Required task 1:
Pick out every line in the entries below that contains the string "woman", and copy each one. Case counts.

Quoted passage:
┄┄┄┄┄┄┄┄┄┄
Places to See

The Droitwich Canals Restoration – Now Fully Open!

The project has restored 12km of waterway linking the Droitwich Canals to the River Severn at Hawford and the Worcester & Birmingham Canal at Droitwich. This included the restoration of

12 locks and the construction of 4 new locks
1km of new cut & 500m is canalised river
1 major bridge construction under the A449
Creation of offline reedbed to replace those removed from the channel

The project has re-linked the Junction Canal and the Barge Canal, a navigation that was officially abandoned in 1939. This has created a 21 mile cruising ring that will also take in the Worcester and Birmingham Canal and River Severn.

We hope you find the following links provide useful information about what is going on….

Cruising Routes

The ring routes require you to travel everyday a certain distance in order that you get back to the start point in the allotted time.

But, if you want a more casual break without the constraints of target destinations each day and the option of staying over in certain places of interest you can do what we call an Out and Back route where you head somewhere for half your holiday then turn round and come back.

Stourport Ring

Stourport Ring.

Route description:

Duration:  7 Nights

Hours: 47 hours following our recommendations below, and cruising for 7 hours each day.

Miles: 77

Locks: 105

The Stourport Ring takes you through a mix of rural, urban and industrial landscapes, cruising on canals and River that were once part the main arterial routes that fuelled the industrial revolution.
┄┄┄┄┄┄┄┄┄┄
Material provided:
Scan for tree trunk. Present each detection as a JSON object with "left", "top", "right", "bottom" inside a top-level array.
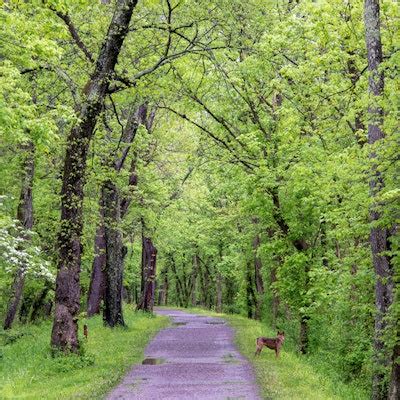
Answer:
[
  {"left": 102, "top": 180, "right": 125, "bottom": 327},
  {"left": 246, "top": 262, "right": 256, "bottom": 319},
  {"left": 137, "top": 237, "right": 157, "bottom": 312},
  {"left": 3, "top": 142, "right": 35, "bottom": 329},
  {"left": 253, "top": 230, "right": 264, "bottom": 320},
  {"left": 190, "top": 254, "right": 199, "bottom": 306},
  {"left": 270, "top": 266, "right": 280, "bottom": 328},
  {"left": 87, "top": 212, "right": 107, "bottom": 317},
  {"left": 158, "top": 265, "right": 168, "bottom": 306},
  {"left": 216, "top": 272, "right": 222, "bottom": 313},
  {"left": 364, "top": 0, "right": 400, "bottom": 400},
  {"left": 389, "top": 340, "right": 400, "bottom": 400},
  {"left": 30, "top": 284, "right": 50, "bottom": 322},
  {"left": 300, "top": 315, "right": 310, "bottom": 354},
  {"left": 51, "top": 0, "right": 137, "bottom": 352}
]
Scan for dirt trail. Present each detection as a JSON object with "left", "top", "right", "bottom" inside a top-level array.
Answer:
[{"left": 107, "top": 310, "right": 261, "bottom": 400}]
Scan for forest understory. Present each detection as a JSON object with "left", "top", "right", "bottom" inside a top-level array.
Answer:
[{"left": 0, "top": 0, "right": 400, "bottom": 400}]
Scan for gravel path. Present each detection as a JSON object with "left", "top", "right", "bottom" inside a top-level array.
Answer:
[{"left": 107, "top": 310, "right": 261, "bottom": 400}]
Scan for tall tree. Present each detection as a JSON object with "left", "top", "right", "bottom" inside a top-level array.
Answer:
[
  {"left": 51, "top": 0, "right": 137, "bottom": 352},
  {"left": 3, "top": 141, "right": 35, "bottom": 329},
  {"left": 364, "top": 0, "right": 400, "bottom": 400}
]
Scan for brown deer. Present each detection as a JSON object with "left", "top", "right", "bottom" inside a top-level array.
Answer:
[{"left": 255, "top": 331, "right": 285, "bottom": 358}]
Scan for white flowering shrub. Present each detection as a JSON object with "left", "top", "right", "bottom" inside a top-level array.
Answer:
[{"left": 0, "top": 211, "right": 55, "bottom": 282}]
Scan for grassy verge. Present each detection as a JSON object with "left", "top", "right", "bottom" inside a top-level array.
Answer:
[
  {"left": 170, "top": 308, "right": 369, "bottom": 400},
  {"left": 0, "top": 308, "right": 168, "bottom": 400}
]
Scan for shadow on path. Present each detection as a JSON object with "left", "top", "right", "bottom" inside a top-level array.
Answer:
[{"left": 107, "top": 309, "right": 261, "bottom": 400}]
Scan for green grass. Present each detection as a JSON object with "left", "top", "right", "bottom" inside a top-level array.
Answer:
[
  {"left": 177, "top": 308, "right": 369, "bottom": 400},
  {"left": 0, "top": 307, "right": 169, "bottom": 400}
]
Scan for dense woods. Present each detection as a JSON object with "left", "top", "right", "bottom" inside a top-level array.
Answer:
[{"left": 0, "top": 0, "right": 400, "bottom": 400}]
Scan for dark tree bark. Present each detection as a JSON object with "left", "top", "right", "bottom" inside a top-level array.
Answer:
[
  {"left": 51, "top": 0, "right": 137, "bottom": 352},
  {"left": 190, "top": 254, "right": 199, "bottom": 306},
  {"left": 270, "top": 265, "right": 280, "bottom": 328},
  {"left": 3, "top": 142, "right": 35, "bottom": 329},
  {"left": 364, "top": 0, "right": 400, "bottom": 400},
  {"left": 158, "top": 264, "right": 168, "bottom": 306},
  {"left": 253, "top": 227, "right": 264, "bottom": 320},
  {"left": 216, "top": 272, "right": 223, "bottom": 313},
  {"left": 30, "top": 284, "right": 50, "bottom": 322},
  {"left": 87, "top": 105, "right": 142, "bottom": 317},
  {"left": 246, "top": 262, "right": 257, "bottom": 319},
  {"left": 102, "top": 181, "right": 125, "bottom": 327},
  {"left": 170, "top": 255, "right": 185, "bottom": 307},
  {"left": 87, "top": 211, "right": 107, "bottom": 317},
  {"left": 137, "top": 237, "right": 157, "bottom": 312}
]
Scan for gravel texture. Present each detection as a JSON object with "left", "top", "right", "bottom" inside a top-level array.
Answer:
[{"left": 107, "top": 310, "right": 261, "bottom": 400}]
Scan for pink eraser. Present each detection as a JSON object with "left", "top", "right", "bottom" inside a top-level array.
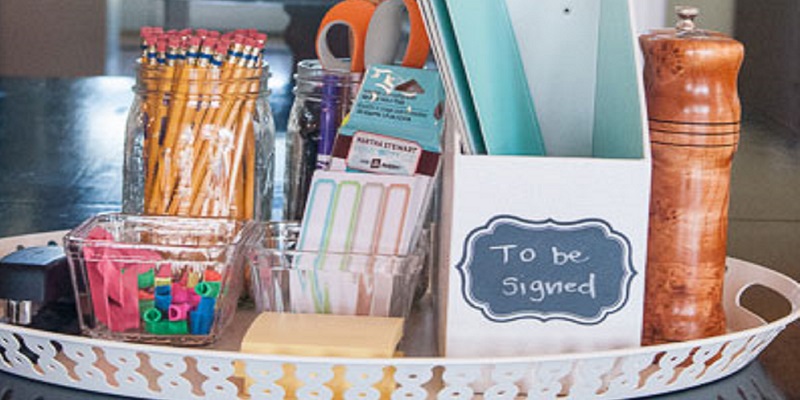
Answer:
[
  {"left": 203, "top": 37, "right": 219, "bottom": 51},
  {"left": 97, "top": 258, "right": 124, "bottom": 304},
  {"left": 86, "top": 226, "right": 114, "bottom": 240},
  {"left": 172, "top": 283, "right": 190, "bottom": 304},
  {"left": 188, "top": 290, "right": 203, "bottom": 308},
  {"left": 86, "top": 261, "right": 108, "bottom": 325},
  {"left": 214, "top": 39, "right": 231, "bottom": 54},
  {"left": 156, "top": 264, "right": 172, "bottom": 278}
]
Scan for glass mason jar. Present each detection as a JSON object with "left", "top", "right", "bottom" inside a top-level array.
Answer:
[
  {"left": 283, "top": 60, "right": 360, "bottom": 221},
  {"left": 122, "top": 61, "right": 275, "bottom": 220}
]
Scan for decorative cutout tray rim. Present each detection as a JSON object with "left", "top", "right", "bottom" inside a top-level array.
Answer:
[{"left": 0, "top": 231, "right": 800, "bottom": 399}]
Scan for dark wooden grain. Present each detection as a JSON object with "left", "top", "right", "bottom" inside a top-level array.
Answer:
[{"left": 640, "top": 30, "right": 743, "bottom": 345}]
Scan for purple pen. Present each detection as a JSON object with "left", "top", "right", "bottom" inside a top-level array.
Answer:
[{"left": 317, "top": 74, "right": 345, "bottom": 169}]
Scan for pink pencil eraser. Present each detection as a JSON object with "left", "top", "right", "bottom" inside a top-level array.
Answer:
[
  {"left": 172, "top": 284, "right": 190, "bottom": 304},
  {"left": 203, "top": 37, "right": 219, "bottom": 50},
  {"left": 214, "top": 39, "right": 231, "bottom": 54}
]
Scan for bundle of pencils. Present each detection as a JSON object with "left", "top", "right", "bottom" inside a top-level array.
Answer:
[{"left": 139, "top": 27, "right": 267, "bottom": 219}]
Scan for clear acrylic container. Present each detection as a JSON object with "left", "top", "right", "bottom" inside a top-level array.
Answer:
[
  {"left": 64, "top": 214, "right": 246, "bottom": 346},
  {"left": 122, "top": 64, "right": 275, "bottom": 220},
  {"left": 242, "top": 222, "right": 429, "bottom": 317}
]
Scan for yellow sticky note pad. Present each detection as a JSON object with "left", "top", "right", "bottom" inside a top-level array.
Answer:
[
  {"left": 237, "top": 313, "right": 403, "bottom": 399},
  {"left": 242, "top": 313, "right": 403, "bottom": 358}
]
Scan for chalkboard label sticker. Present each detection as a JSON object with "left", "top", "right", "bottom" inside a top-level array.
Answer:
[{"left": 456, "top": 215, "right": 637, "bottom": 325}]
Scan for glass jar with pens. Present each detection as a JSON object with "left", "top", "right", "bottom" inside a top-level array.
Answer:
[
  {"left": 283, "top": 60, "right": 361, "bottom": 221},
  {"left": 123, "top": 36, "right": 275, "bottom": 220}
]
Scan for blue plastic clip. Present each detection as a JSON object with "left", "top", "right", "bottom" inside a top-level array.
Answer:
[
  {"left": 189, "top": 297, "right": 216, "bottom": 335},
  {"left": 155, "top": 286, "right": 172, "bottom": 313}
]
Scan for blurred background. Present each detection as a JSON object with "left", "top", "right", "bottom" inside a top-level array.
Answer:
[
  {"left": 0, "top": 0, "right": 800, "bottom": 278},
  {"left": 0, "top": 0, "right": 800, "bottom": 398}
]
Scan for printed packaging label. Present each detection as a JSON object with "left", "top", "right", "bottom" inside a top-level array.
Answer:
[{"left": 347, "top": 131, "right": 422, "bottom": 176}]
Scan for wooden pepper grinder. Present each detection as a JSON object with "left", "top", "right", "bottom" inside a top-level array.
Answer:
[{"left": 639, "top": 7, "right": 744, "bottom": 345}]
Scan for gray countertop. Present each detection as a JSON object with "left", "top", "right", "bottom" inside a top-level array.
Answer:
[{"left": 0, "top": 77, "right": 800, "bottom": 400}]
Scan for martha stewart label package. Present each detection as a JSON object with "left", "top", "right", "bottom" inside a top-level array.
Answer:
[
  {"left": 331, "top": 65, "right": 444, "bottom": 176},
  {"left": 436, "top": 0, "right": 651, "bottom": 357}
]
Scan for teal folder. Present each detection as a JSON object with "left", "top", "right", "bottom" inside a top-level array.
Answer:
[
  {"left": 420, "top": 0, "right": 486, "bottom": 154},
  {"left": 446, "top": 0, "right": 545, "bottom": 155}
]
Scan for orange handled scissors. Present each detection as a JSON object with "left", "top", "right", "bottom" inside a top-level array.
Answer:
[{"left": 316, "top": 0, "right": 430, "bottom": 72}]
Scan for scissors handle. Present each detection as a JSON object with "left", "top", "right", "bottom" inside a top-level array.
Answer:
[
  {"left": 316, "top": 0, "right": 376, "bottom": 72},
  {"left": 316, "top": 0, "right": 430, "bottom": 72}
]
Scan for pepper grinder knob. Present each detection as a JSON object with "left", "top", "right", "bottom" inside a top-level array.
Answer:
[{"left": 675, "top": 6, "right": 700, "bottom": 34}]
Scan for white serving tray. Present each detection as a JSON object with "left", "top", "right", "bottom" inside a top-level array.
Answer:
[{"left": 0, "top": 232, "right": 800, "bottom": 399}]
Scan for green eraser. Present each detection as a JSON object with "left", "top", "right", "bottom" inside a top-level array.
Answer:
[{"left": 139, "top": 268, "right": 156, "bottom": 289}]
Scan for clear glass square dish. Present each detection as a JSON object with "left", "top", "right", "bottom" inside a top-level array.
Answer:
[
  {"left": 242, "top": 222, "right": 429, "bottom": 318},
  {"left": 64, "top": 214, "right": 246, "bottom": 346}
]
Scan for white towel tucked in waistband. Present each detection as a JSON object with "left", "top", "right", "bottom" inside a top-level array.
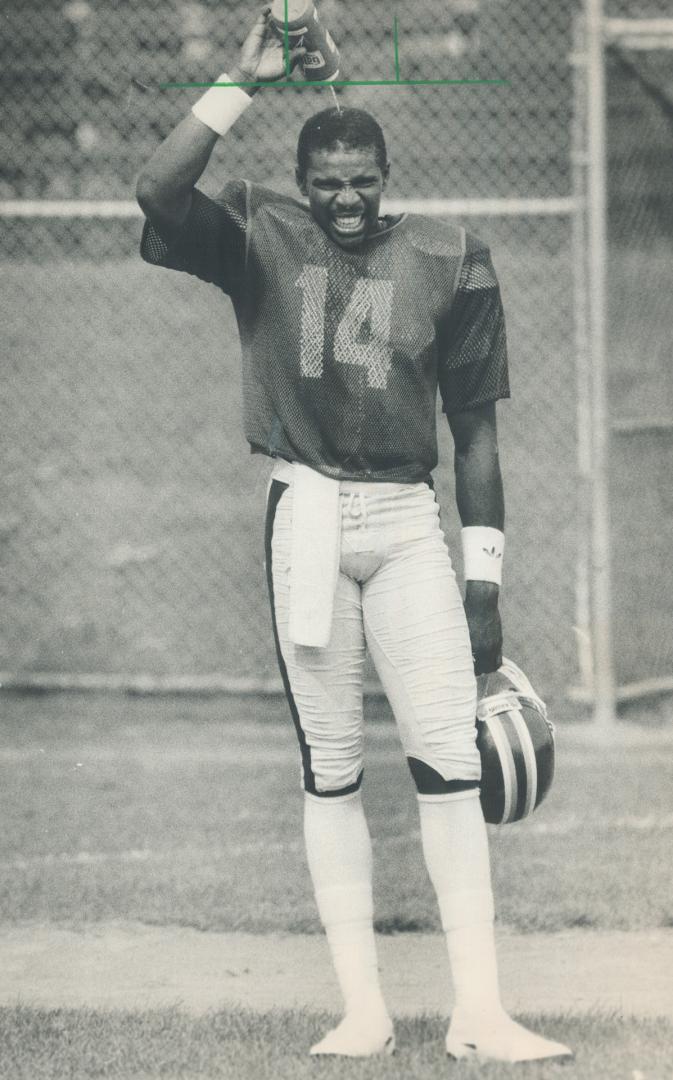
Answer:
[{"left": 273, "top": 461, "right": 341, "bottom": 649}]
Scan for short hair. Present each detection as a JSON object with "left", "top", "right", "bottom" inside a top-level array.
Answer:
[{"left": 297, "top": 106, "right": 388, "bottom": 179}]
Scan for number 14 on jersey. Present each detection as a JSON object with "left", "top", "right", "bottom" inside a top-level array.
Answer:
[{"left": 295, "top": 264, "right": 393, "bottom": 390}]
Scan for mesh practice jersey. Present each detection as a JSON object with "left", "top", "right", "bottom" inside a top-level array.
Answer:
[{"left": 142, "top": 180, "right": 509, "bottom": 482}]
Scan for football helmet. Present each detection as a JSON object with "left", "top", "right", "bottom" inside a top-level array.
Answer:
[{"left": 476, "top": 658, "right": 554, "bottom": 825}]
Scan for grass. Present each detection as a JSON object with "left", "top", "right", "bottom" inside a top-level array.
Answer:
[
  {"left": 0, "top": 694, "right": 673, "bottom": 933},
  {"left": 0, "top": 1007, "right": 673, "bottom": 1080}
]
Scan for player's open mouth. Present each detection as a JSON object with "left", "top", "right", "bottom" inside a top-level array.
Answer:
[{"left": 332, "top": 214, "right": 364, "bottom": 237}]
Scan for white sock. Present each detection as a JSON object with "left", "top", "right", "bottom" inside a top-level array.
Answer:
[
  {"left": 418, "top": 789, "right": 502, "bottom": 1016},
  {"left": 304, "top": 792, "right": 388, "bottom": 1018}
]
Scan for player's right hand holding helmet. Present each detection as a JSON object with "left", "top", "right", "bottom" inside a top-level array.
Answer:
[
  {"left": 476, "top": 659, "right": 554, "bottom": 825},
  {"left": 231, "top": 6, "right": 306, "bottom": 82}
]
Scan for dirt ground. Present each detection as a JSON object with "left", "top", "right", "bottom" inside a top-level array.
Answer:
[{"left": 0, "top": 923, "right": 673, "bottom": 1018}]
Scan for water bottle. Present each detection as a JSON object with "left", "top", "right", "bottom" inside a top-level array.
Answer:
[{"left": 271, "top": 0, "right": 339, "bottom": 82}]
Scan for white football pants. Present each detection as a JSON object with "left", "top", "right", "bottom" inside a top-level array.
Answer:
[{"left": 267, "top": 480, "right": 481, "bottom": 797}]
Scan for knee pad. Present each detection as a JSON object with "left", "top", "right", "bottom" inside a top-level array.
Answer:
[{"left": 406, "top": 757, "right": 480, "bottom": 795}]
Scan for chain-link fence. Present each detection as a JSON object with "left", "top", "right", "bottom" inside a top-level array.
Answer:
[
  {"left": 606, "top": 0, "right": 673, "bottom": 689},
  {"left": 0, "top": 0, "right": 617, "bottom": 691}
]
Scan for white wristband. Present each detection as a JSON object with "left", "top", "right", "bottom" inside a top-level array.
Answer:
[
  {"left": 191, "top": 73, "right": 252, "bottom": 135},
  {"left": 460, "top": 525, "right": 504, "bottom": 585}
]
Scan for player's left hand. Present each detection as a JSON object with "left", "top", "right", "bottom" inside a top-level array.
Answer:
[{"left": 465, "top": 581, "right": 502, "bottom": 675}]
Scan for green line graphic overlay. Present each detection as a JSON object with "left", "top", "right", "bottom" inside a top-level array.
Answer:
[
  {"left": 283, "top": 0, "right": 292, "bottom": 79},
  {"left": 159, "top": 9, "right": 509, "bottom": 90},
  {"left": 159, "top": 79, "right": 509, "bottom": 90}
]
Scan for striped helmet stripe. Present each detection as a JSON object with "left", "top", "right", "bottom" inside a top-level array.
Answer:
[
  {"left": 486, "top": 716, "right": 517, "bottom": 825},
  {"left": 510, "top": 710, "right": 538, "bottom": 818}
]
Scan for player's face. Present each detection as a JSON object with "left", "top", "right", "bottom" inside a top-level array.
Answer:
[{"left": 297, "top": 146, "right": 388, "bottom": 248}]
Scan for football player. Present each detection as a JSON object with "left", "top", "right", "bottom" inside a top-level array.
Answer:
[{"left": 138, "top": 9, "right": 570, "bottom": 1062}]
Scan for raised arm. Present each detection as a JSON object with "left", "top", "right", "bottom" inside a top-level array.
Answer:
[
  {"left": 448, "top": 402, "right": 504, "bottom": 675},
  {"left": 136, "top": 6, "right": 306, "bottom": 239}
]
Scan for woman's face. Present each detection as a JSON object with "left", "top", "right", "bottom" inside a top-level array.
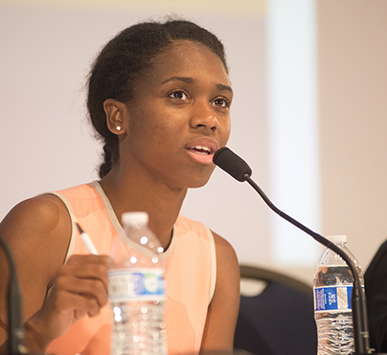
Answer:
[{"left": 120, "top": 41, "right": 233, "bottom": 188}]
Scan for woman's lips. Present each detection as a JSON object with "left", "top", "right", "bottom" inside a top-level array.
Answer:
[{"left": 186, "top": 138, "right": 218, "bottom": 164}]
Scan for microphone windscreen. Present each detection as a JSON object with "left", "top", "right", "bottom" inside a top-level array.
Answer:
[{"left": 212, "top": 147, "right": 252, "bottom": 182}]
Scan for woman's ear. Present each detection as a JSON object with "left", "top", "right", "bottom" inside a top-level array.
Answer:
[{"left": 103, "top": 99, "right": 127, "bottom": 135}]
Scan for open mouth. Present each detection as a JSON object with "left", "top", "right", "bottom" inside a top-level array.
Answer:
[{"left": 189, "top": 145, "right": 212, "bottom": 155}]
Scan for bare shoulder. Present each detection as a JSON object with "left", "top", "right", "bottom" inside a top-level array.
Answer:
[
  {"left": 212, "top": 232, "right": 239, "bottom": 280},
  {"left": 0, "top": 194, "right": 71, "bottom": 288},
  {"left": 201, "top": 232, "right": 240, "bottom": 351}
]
┄┄┄┄┄┄┄┄┄┄
Required task 2:
Answer these questions about the canals page above:
(a) How many kilometers of waterway did the restoration project bring back?
(b) How long is the cruising ring that the project created?
(c) How many locks does the Stourport Ring pass through?

Full solution 1:
Scan for woman's face. Present each detection as a JSON object with "left", "top", "right", "bottom" inside a top-level array.
Scan for woman's lips. Present each detection as a JSON object with "left", "top", "right", "bottom" inside a top-level array.
Scan for woman's ear. Present each detection as a JSON object with "left", "top", "right", "bottom" inside a top-level array.

Full solution 2:
(a) 12km
(b) 21 miles
(c) 105